Instructions for the task >> As you look over the data below, please find each line where the word "black" appears, then copy it.

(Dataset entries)

____

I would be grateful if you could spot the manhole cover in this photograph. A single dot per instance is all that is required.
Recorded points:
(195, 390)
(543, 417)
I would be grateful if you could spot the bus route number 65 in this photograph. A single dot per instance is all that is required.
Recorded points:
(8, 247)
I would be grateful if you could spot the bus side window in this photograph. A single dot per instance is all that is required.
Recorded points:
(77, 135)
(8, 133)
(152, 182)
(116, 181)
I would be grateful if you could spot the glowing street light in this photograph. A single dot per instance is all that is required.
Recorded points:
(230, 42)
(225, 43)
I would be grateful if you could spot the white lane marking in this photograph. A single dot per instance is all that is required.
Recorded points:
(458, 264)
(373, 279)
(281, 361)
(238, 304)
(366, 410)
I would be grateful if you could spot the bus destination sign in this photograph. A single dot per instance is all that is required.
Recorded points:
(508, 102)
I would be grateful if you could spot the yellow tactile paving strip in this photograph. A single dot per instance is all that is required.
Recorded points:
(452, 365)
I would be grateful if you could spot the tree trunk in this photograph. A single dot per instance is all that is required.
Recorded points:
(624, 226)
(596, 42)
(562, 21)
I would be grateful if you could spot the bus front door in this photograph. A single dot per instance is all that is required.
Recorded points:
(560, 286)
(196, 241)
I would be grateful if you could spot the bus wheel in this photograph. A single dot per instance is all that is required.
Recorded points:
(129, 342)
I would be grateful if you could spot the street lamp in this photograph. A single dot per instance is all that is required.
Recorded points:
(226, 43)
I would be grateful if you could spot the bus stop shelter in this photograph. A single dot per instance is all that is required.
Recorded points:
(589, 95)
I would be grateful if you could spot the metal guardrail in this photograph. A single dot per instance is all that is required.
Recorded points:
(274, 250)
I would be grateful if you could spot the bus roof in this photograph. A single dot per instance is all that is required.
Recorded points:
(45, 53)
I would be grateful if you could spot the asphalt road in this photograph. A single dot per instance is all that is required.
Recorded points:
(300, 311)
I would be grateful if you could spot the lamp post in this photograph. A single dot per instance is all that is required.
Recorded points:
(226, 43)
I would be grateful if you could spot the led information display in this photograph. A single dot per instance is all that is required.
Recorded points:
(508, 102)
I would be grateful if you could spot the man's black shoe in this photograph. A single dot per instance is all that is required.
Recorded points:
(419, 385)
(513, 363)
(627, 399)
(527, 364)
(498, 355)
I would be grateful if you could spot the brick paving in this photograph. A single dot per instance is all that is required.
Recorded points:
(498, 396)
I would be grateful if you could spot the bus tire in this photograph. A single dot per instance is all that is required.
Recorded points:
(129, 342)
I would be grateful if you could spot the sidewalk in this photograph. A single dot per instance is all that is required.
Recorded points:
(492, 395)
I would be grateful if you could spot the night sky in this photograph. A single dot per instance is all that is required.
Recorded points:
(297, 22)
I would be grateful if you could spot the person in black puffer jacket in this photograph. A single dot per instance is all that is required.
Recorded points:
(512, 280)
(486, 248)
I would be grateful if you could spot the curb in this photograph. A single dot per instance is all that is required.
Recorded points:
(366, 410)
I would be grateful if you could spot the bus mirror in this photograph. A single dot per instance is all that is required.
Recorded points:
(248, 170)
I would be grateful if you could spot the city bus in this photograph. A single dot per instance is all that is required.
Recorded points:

____

Completed task >>
I would be grateful if you could spot the man's black shoe in this photograph. A single dot per instance is all that is required.
I would be grateful if you could spot the person in black puffer jacket in this photograph. A single dot per instance is all that is required.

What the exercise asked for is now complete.